+++ Dataset records +++

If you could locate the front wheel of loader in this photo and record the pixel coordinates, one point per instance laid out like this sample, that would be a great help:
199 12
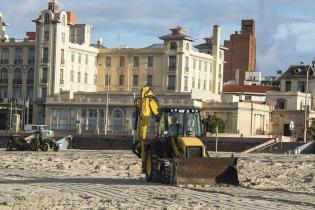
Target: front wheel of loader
151 169
168 172
34 146
45 147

+++

Work item :: No pictures belong in the copy. Transcribe every entry exactly.

Result ::
If you could locate the front wheel of loader in this photo and record the pixel coordinates, one point per instance laid out like this sample, that would be a great help:
199 12
Target: front wheel of loader
151 169
168 172
34 146
45 147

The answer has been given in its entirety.